BEGIN Document section

Günther Weisenborn
Weisenborn, Günther, (Velbert, Rhineland, 1902-69, Berlin), studied medicine, drama, Germanistik, and philosophy in Cologne and Bonn and began to work as a stage producer. He first made his name as a playwright with his anti-war play U-Boot S 4 (1928), which was followed by SOS oder Die Arbeiter aus Jersey. Ein Passionsspiel aus unserer Barbarei (1930). Except for short spells in Argentina he lived from 1928/9 in Berlin, where he was influenced by Brecht (see also Neue Sachlichkeit), collaborating on Die Mutter. His first novel, Barbaren. Roman einer studentischen Tafelrunde (1931), was followed by radio plays (see Hörspiel) and the comedy Warum lacht Frau Balsam? (in collaboration with R. Huelsenbeck), which was banned by the National Socialists after its première in 1933. Using a pseudonym during the next few years, he had an outstanding success with his play Die Neuberin (1935) which, appearing under the name ‘Christian Munck’, deals with Friederike Neuber's opposition to the theatre of Gottsched and his school. Other works include the novel Das Mädchen von Fanö (1937; filmed 1941) and the anti-capitalist Die Furie. Roman aus der Wildnis (1937). From 1939 he was in charge of the productions of the Berlin Staatstheater, moving in 1941 to the ‘Großdeutscher Rundfunk’, where he used his position in the department of information to support the Resistance group Die rote Kapelle. Convicted of treason in the following year, he spent the remainder of the war in a prison in Luckau.

END Document section
BEGIN Dataset excerpts

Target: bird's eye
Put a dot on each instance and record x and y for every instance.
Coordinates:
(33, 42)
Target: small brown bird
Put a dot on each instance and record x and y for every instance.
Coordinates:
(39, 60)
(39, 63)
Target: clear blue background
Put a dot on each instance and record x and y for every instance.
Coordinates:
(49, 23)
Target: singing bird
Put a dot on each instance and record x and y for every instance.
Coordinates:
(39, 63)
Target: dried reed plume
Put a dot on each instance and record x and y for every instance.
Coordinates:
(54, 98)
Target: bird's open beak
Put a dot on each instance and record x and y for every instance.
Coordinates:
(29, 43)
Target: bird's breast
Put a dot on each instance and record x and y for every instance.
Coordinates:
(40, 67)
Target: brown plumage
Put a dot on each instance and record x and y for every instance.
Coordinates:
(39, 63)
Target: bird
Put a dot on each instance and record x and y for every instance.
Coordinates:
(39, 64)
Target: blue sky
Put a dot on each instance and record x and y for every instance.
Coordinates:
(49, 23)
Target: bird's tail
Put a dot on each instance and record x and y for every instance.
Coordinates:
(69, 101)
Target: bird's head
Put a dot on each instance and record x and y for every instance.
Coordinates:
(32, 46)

END Dataset excerpts

◆ **What you are asked to do**
List every novel by Weisenborn that the Günther Weisenborn entry names, giving the year shown for each.

◆ **Written answer**
- Barbaren. Roman einer studentischen Tafelrunde (1931)
- Das Mädchen von Fanö (1937)
- Die Furie. Roman aus der Wildnis (1937)